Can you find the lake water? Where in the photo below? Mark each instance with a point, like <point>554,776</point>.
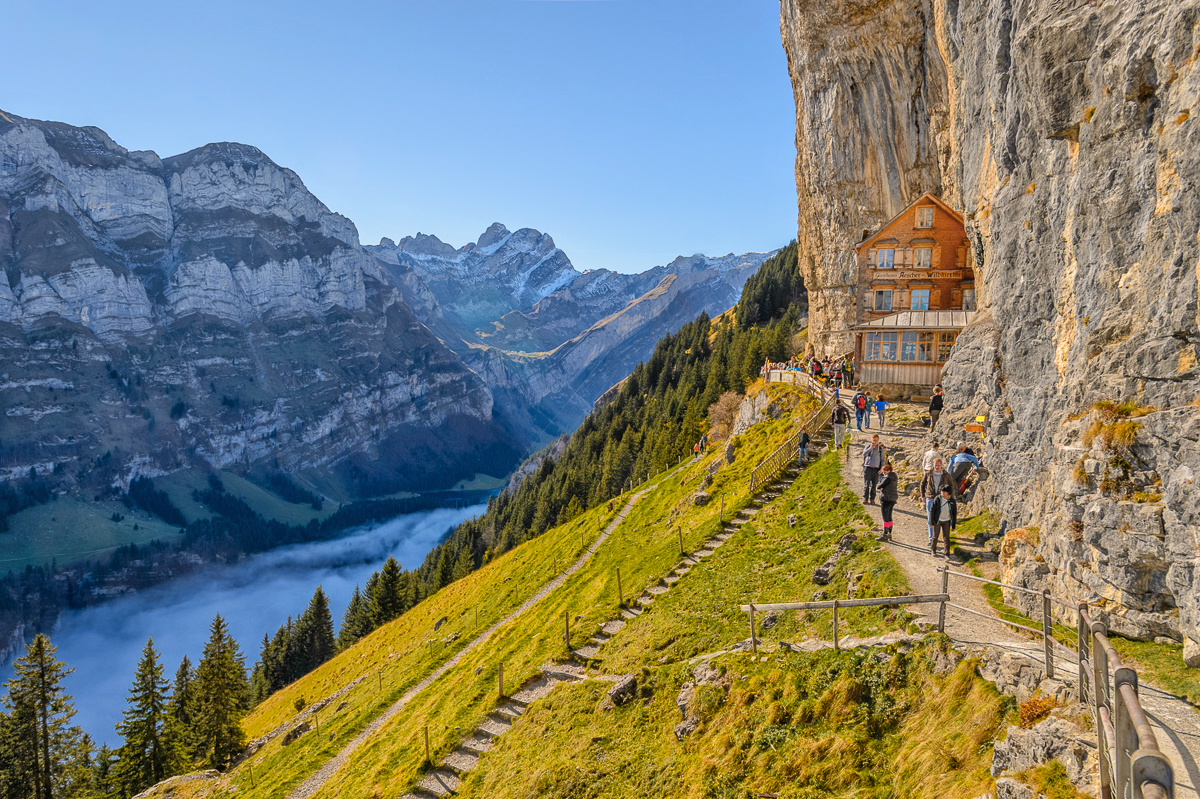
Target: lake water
<point>105,642</point>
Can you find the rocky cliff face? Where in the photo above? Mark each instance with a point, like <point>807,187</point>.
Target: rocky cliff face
<point>161,313</point>
<point>1067,133</point>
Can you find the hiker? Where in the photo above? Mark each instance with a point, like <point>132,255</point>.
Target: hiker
<point>874,457</point>
<point>840,419</point>
<point>931,486</point>
<point>888,497</point>
<point>861,410</point>
<point>935,407</point>
<point>943,517</point>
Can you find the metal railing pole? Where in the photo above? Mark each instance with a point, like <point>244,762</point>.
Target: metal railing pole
<point>1123,728</point>
<point>941,606</point>
<point>1048,632</point>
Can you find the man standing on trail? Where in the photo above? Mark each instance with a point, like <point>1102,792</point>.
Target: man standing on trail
<point>935,407</point>
<point>874,457</point>
<point>943,518</point>
<point>931,487</point>
<point>840,419</point>
<point>861,410</point>
<point>888,497</point>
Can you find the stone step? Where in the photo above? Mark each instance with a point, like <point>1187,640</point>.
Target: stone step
<point>442,782</point>
<point>461,760</point>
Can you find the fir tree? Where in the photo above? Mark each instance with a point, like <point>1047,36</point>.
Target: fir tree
<point>385,600</point>
<point>355,622</point>
<point>222,695</point>
<point>150,752</point>
<point>43,746</point>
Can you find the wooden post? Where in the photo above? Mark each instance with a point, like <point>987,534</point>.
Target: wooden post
<point>837,644</point>
<point>941,606</point>
<point>1048,632</point>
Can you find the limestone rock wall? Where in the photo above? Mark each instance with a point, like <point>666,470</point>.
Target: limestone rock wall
<point>1067,132</point>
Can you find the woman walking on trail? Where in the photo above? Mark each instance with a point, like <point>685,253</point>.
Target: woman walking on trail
<point>880,408</point>
<point>888,496</point>
<point>943,517</point>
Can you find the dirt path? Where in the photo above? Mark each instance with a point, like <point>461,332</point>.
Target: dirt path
<point>313,784</point>
<point>1176,724</point>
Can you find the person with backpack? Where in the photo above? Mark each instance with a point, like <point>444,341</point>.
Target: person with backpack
<point>861,410</point>
<point>931,485</point>
<point>935,407</point>
<point>888,497</point>
<point>840,419</point>
<point>943,518</point>
<point>874,457</point>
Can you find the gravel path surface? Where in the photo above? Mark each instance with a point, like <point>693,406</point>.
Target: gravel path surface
<point>313,784</point>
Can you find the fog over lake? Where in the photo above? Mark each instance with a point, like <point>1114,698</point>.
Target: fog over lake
<point>105,642</point>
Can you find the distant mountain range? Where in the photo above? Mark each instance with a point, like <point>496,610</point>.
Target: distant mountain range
<point>208,311</point>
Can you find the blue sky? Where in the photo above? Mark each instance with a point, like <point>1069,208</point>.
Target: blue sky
<point>633,131</point>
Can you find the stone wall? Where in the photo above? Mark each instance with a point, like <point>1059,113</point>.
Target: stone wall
<point>1067,133</point>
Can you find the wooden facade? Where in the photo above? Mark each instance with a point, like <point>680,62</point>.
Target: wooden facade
<point>916,292</point>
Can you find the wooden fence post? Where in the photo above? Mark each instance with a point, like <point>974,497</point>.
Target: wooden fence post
<point>837,643</point>
<point>1048,631</point>
<point>941,606</point>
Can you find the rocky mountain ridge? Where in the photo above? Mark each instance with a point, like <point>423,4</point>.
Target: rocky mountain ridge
<point>1067,134</point>
<point>208,311</point>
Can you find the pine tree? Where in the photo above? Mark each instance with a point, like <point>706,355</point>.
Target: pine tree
<point>222,696</point>
<point>150,752</point>
<point>181,706</point>
<point>355,622</point>
<point>42,740</point>
<point>385,600</point>
<point>315,635</point>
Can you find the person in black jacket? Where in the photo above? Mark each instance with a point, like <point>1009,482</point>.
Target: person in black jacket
<point>943,518</point>
<point>935,407</point>
<point>888,496</point>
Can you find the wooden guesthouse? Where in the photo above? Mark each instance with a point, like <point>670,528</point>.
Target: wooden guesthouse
<point>916,293</point>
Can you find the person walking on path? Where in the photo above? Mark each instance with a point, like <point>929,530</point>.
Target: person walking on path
<point>862,410</point>
<point>840,419</point>
<point>874,457</point>
<point>931,487</point>
<point>888,496</point>
<point>943,517</point>
<point>935,407</point>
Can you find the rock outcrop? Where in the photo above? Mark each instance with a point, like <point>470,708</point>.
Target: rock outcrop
<point>1067,134</point>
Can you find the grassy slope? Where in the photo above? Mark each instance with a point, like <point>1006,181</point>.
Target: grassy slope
<point>645,547</point>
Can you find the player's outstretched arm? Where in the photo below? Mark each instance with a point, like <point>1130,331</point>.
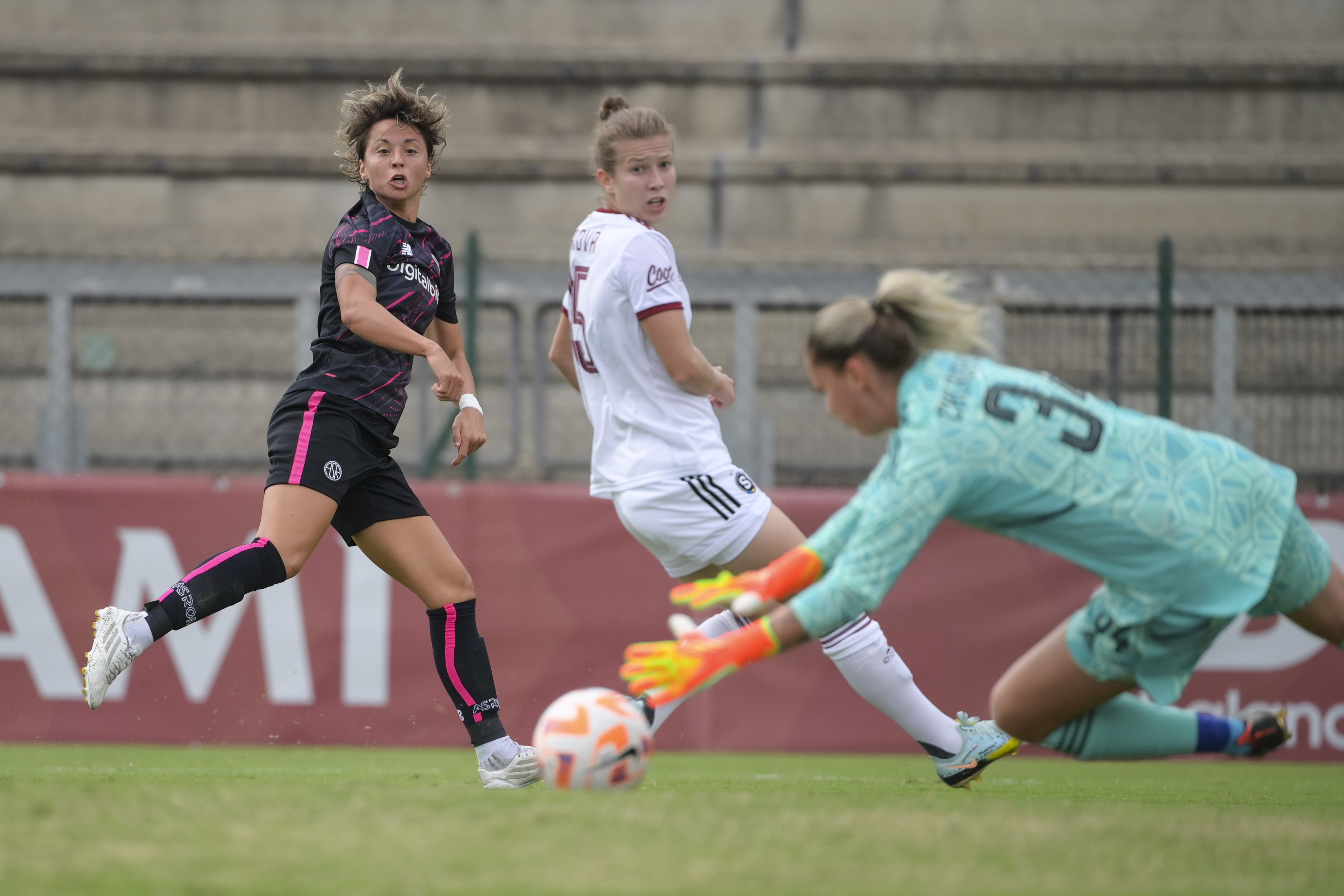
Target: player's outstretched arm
<point>672,669</point>
<point>780,581</point>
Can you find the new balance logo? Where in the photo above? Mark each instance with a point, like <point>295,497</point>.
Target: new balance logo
<point>713,494</point>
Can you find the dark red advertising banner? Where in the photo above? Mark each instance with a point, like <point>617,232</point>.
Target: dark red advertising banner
<point>340,655</point>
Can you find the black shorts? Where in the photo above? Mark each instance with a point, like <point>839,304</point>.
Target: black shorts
<point>332,445</point>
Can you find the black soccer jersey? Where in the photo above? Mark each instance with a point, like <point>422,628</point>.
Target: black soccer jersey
<point>415,271</point>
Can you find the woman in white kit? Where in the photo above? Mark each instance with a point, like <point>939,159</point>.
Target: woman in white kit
<point>624,343</point>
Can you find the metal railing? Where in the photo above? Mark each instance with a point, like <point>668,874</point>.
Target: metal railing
<point>1256,357</point>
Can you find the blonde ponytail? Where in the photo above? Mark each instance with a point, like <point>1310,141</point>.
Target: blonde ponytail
<point>928,301</point>
<point>915,312</point>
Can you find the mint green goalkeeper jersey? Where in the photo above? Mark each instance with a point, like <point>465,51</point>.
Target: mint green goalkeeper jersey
<point>1190,518</point>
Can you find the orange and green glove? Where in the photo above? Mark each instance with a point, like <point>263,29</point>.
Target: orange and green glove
<point>780,581</point>
<point>672,669</point>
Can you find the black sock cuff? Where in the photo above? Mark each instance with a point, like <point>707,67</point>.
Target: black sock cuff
<point>158,620</point>
<point>487,730</point>
<point>466,624</point>
<point>273,565</point>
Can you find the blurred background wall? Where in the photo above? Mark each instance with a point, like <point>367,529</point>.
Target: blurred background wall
<point>169,186</point>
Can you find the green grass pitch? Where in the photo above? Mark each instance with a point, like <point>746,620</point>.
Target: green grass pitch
<point>237,820</point>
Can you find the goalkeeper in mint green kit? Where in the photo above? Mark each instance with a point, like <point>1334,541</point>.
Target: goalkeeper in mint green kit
<point>1187,530</point>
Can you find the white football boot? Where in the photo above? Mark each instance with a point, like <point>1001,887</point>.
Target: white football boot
<point>521,772</point>
<point>111,655</point>
<point>982,743</point>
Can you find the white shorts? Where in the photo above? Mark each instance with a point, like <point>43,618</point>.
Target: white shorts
<point>697,520</point>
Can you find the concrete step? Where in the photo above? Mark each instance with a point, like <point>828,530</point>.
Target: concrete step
<point>744,223</point>
<point>744,26</point>
<point>730,101</point>
<point>531,159</point>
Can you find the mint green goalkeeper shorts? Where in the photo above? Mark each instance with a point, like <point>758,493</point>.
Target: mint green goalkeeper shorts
<point>1128,636</point>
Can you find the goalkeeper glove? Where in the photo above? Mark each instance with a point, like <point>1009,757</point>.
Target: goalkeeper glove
<point>672,669</point>
<point>780,581</point>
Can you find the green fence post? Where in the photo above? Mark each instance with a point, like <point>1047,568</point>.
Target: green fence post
<point>1166,262</point>
<point>470,307</point>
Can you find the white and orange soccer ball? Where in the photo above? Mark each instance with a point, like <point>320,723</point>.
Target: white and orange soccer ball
<point>593,739</point>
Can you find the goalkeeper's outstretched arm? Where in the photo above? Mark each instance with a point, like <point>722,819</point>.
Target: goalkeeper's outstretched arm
<point>672,669</point>
<point>780,581</point>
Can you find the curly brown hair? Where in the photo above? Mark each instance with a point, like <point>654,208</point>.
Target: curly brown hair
<point>362,109</point>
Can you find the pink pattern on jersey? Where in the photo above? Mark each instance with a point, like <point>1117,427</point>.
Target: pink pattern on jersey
<point>374,390</point>
<point>449,651</point>
<point>306,434</point>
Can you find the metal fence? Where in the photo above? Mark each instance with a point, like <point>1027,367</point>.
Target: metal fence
<point>167,367</point>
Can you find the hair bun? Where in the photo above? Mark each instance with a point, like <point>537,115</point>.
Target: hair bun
<point>612,105</point>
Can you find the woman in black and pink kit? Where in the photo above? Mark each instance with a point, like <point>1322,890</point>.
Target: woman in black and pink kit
<point>386,296</point>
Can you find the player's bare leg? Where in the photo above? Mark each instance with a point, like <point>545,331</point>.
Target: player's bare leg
<point>1046,698</point>
<point>416,554</point>
<point>293,520</point>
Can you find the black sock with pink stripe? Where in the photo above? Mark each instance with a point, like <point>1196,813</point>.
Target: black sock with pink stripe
<point>466,669</point>
<point>220,582</point>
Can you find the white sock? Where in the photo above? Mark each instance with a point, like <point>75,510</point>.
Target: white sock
<point>138,633</point>
<point>877,672</point>
<point>494,755</point>
<point>711,628</point>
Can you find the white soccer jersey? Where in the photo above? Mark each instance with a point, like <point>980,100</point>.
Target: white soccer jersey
<point>646,428</point>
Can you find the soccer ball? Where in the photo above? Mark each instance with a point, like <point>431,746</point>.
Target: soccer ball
<point>593,739</point>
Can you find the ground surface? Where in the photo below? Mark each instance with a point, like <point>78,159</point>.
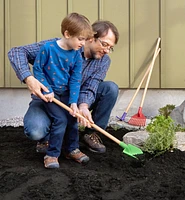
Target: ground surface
<point>109,176</point>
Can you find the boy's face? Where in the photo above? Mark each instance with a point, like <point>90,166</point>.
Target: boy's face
<point>76,42</point>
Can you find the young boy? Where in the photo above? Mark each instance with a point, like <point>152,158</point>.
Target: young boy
<point>58,66</point>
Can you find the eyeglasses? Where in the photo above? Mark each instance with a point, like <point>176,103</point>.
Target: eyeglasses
<point>106,45</point>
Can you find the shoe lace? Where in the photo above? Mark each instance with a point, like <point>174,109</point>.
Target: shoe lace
<point>95,138</point>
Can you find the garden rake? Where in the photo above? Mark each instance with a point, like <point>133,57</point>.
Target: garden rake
<point>122,118</point>
<point>139,119</point>
<point>129,149</point>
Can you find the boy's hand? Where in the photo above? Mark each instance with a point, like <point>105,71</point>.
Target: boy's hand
<point>49,97</point>
<point>36,87</point>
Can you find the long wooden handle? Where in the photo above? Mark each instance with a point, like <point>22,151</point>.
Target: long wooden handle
<point>150,72</point>
<point>93,125</point>
<point>139,86</point>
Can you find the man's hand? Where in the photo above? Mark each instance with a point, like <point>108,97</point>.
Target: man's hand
<point>49,96</point>
<point>35,87</point>
<point>75,110</point>
<point>84,111</point>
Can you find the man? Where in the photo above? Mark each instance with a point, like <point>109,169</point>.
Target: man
<point>96,99</point>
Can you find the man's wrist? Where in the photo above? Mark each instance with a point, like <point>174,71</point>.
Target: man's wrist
<point>26,80</point>
<point>83,106</point>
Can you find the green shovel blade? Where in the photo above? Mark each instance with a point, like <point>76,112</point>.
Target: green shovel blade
<point>130,150</point>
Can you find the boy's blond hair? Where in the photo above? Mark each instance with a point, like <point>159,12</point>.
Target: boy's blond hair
<point>77,25</point>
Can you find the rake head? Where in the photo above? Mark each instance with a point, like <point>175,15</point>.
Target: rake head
<point>138,119</point>
<point>131,150</point>
<point>122,118</point>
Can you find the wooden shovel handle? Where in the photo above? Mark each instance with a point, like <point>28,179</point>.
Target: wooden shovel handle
<point>93,125</point>
<point>150,72</point>
<point>139,86</point>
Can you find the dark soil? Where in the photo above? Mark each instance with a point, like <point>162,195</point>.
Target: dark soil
<point>109,176</point>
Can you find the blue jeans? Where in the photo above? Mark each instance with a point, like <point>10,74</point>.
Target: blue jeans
<point>37,122</point>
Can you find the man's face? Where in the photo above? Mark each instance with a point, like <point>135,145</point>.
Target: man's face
<point>102,46</point>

- - - - -

◆ **Given task**
Could you extract, verbatim, every line from the very first one above through the line containing "<point>1067,132</point>", including both of those, and leave the pictures out of your answer?

◆ **Exercise answer**
Can you find the lake water? Where in the photo below? Mark each instance with a point, like <point>554,776</point>.
Target: lake water
<point>105,642</point>
Can you find the rocky cliff face? Where in the photo above? Mark each instance with a point, like <point>807,187</point>.
Target: rocky cliff face
<point>161,313</point>
<point>1067,133</point>
Can you find the hiker? Where in the photo above? Mark each instance with a point, like <point>132,255</point>.
Target: hiker
<point>874,457</point>
<point>840,419</point>
<point>931,486</point>
<point>888,497</point>
<point>861,410</point>
<point>935,407</point>
<point>943,517</point>
Can you find the metal railing pole? Where in the photo above? Mark each instance with a point, like <point>244,762</point>.
Target: metal railing pole
<point>1123,728</point>
<point>941,606</point>
<point>1048,632</point>
Can you find the man standing on trail? Where in the photo above? Mark each instance with a point, like <point>1102,792</point>.
Target: man standing on trail
<point>935,407</point>
<point>874,457</point>
<point>943,518</point>
<point>931,487</point>
<point>840,419</point>
<point>861,410</point>
<point>888,497</point>
Can you find the stone step? Where in the photo above? Mark each instance with a point, like <point>1187,640</point>.
Target: stone step
<point>442,782</point>
<point>461,760</point>
Can you find the fir tree? Where in the photo above? Mark each instance with a point, like <point>1047,36</point>.
Target: fir tree
<point>385,600</point>
<point>355,622</point>
<point>222,695</point>
<point>150,752</point>
<point>43,746</point>
Can you find the wooden post? Where in the photo above? Mark each instance with a point, like <point>987,534</point>.
Target: wooden post
<point>837,644</point>
<point>941,606</point>
<point>1048,632</point>
Can you find the limestone rock wall? Where in the photo above? Mark each instance with a point, like <point>666,470</point>.
Target: limestone rock wall
<point>1067,132</point>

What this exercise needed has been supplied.